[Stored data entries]
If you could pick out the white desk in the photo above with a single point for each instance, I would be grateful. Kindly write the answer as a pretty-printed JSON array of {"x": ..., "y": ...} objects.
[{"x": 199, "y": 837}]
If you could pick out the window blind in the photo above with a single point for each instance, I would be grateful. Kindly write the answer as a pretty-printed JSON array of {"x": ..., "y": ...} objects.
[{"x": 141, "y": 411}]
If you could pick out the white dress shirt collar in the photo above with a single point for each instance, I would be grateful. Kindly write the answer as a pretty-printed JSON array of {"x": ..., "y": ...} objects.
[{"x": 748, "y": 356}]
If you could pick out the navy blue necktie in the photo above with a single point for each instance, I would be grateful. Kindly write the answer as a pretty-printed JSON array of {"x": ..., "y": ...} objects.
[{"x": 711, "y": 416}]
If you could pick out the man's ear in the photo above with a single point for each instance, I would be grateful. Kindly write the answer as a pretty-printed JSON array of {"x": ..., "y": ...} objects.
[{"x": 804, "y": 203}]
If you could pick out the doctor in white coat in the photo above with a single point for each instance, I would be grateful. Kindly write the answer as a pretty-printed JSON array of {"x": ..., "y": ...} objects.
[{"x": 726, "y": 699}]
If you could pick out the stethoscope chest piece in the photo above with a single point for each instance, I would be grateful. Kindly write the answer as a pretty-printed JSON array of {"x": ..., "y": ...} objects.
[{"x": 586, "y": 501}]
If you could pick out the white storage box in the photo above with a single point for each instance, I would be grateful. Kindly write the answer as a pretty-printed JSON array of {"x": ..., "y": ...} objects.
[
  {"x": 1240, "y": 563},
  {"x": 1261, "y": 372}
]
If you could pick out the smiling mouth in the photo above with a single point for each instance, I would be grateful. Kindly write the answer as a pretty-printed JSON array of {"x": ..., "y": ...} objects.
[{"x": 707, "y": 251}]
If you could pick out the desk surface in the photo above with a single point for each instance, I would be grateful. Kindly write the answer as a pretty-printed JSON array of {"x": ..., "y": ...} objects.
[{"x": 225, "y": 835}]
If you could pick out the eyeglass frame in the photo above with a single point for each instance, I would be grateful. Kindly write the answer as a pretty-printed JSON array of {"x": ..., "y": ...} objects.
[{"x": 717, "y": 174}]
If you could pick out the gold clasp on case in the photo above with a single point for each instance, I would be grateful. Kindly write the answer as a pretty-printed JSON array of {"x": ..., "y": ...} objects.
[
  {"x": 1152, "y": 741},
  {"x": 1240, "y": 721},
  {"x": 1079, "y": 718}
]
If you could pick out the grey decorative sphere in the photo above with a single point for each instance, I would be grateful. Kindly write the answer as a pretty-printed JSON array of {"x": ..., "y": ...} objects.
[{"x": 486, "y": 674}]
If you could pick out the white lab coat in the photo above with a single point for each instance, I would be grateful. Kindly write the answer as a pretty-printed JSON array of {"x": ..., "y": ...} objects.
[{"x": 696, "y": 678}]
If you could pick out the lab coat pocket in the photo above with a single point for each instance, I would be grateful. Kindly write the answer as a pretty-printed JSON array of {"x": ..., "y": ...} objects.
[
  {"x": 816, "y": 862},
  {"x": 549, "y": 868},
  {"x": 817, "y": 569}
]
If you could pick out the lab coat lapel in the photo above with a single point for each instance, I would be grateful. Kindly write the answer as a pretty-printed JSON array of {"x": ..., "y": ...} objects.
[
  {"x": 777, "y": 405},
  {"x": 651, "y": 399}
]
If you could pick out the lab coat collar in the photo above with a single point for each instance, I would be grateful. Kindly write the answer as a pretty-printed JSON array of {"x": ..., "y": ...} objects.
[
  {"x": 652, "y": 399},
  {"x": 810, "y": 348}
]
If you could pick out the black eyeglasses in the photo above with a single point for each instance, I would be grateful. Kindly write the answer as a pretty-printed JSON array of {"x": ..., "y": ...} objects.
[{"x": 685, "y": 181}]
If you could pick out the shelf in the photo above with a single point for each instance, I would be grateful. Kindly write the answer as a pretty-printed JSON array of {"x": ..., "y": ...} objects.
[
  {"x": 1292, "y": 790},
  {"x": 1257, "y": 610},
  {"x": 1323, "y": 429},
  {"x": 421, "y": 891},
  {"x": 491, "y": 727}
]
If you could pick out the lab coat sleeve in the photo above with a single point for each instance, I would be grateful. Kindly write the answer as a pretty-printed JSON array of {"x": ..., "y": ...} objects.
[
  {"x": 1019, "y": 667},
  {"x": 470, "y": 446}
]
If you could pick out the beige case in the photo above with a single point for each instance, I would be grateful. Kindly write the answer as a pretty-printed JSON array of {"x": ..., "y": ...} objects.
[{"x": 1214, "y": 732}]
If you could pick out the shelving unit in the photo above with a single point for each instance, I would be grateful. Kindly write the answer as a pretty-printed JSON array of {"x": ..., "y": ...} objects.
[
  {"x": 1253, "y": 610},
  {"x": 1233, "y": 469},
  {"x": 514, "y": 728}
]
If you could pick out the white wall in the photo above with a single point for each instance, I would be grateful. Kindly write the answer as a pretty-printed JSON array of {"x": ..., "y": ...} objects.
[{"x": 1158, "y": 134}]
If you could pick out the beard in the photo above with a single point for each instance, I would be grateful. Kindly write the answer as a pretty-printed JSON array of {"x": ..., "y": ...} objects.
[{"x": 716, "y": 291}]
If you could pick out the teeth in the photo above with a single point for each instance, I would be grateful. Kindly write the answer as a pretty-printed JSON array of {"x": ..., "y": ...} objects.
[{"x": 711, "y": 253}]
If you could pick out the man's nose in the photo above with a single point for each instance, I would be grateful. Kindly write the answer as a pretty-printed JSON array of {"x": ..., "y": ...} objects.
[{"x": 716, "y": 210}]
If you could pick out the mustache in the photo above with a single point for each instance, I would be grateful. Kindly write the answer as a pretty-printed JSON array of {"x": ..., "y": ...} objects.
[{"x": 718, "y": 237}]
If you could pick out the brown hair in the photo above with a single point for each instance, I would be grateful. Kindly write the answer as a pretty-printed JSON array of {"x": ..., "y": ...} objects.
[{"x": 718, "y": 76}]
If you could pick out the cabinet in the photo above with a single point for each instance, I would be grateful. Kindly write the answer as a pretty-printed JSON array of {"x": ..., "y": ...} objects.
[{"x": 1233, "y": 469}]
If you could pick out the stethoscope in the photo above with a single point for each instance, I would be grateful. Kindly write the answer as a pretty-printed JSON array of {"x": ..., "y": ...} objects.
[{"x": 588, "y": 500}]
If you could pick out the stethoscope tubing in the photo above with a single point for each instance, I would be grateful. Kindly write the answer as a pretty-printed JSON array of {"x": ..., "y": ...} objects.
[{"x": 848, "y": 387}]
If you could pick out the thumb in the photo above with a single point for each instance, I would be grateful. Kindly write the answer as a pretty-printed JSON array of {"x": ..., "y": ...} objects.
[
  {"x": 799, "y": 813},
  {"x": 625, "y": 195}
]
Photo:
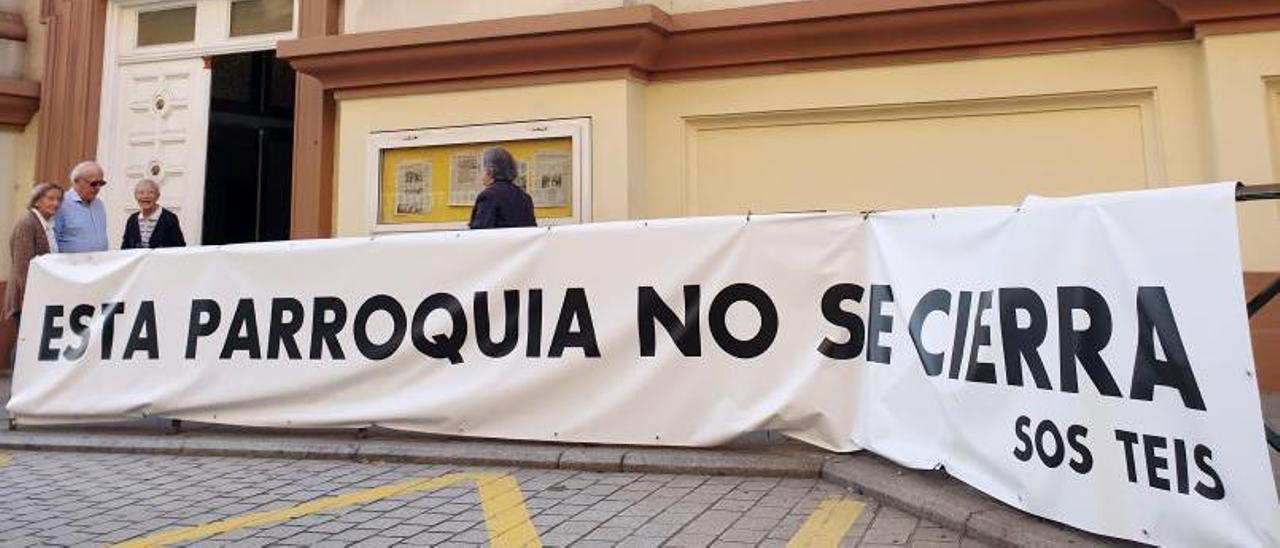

**To do:** Reproduce all the data as it stands. The pictures are not part of the copy.

**Your response:**
If you could pick out the white desk in the photo above with a single point for each instance, I would be grateful. Kindly write the answer as a pretty-printed JSON array of {"x": ..., "y": ...} objects.
[{"x": 199, "y": 837}]
If you could pick out the window blind in the photo above with a single point for each instance, I would be grateful. Kindly write the answer as a pretty-printed JSON array of {"x": ..., "y": ...} objects.
[{"x": 141, "y": 411}]
If you could pick out the white dress shirt collar in the photo above with a single point for each instance, I would be grateful. Kindly write the answer as a pretty-printed JSON array of {"x": ..., "y": ...} objects.
[{"x": 748, "y": 356}]
If you could pick out the navy blue necktie in the photo above with a single point for each instance, I would be grateful. Kindly write the answer as a pretty-printed JSON array of {"x": ..., "y": ...} objects.
[{"x": 711, "y": 416}]
If you could pick out the man's ear in the photo above with a single point for each instance, I would be grateful. Kindly write the answer as a pretty-printed JSON array of {"x": ..., "y": ...} objects.
[{"x": 804, "y": 203}]
If you could pick out the doctor in white coat in the photo above with a single point for each instance, I would be grateful. Kindly write the answer as a pretty-printed JSON array of {"x": ..., "y": ...} objects.
[{"x": 726, "y": 699}]
If you could pick out the stethoscope chest piece in the photo above with a single point for each instance, I would be grateful. Kindly write the answer as a pretty-printed JSON array of {"x": ..., "y": ...} objects.
[{"x": 586, "y": 501}]
If you could pick out the white storage box in the photo above with a single point for each instance, I would be grateful. Kindly write the answer as a pretty-printed JSON array of {"x": ..., "y": ...} objects.
[
  {"x": 1240, "y": 563},
  {"x": 1261, "y": 372}
]
If you could pick out the smiling mouth in the photo above with a single point for each instance, I would be grateful. Kindly write the answer as a pretty-printed JSON array of {"x": ..., "y": ...} objects.
[{"x": 707, "y": 251}]
If you could pick out the desk surface in the photo above with a single point for each instance, I would be grateful. Kindly write the answer as a pretty-printed JSON array of {"x": ..., "y": ...} objects.
[{"x": 225, "y": 835}]
If you could pick out the eyeglass frame in the photo above with a single point for each instance, I would be grateful. Kindly write the answer as a pretty-printed JSON array of {"x": ..., "y": ...} objects.
[{"x": 717, "y": 174}]
If you could pick out the gold clasp on case in the photo above with a single point for each instance, I would be grateful. Kindly write the answer as a pretty-printed JSON array of {"x": ..., "y": ...} objects.
[
  {"x": 1152, "y": 741},
  {"x": 1240, "y": 721},
  {"x": 1079, "y": 718}
]
If you could pick out the grey decorative sphere in the photo above with a single point for each instance, I would be grateful. Kindly write the answer as a pretty-printed JSON array of {"x": ..., "y": ...} objects.
[{"x": 486, "y": 674}]
If you could pick out the white lab coat in the photo above with a single point for each instance, I would be grateful. Kindly write the answer as a pretty-printed JSON array of {"x": ..., "y": ...} objects.
[{"x": 696, "y": 678}]
If you could pick out the lab coat pocket in the photo above with a single point for each instance, I would be grateful. Kindly write the answer as a pretty-printed JSON array of {"x": ..., "y": ...} objects.
[
  {"x": 816, "y": 862},
  {"x": 549, "y": 868},
  {"x": 817, "y": 569}
]
If you could pick out the lab coat lapel in the photo above with a single point for each instance, I would be grateful. Kindly write the answer as a pretty-printed JSON array of {"x": ..., "y": ...} objects.
[
  {"x": 777, "y": 405},
  {"x": 651, "y": 399}
]
If you could pick out the lab coat collar in the photo above with a single point for each instance, I would be grateful. Kindly write the answer as a pretty-printed JSON array of {"x": ..., "y": ...} objects.
[
  {"x": 652, "y": 399},
  {"x": 810, "y": 348}
]
If you could pick out the black eyeglasses in the photo above with a single point for each instance, I would be grateful. Kindly write the answer as a pretty-printed JSON array of {"x": ..., "y": ...} objects.
[{"x": 685, "y": 181}]
If you could pick out the shelf in the photo above with a single point for each instance, I would be grateful. Kindly write the answer as a pretty-printed JSON array of {"x": ..., "y": ...} objects.
[
  {"x": 1292, "y": 790},
  {"x": 1257, "y": 610},
  {"x": 1323, "y": 429},
  {"x": 421, "y": 891},
  {"x": 491, "y": 727}
]
If you could pick out the lab coat sleeve in the photo above with a single point for each instance, I would be grateful. Kindly write the answer as a pretty-printed JSON array of {"x": ..., "y": ...} objects.
[
  {"x": 1019, "y": 667},
  {"x": 470, "y": 446}
]
If you could pick out the beige case in the photo above with a single point for each instance, I would be grateful. Kindly write the answer as a pretty-printed JSON array of {"x": ..., "y": ...} objects.
[{"x": 1214, "y": 732}]
If you could pick out the shelving unit in the photo above with a single point for each instance, I would be grateful. Kindly write the answer as a pretty-printed JSON array of {"x": ..., "y": ...} objects.
[
  {"x": 1253, "y": 610},
  {"x": 1233, "y": 469},
  {"x": 514, "y": 728}
]
If you could pick out the white wall in the photo above with a single point for each instance, I would be grateful. Kindly write the answer as a pretty-printed JSON array of {"x": ..., "y": ...} objects.
[{"x": 1158, "y": 134}]
If you could pick out the beard in the photo above with a single point for each instance, I would be grateful. Kindly write the answer as a pretty-printed JSON array of {"x": ..., "y": ...} objects.
[{"x": 716, "y": 291}]
If you could pick out the teeth in the photo above with a single point for each instance, I would be grateful. Kindly write the answer as a pretty-printed JSON array of {"x": ..., "y": ...} objects.
[{"x": 711, "y": 253}]
If you could pick out the man's nose in the photo above with a single point for each instance, I would be grateful. Kindly write the answer as a pretty-printed JSON array of {"x": ..., "y": ...} objects.
[{"x": 716, "y": 210}]
If you could pick out the mustache in the photo above with a single point for each instance, I would be grateful. Kindly write the answer as a pretty-printed JSON array of {"x": ..., "y": ...} objects.
[{"x": 718, "y": 237}]
If you could pick out the brown hair in the photo above with a single point for each instance, I would be grateful. Kindly write the answer as a pretty-printed JSON array of {"x": ..., "y": ...} objects.
[{"x": 718, "y": 76}]
If you could pick out the cabinet in the photo above with a single point for each instance, I would be grateful. Kindly write the answer as a pretty-printed JSON array of {"x": ..., "y": ...} objects.
[{"x": 1233, "y": 469}]
If you could pick out the stethoscope in the photo above with a single point for each instance, I would be grateful. Kindly write the answer as a pretty-printed JSON array of {"x": ..., "y": ...} objects.
[{"x": 588, "y": 500}]
If you could pick out the stethoscope tubing in the photo above with a single point for each instance, I would be grateful. Kindly write the answer as a pretty-printed JSON array of {"x": ..., "y": ...} objects.
[{"x": 848, "y": 387}]
If you could pick out the thumb in the photo above with a single point for each instance, I would be grateful. Kindly write the answer as a pretty-printed JSON array of {"x": ..., "y": ...} objects.
[
  {"x": 799, "y": 813},
  {"x": 625, "y": 195}
]
Photo:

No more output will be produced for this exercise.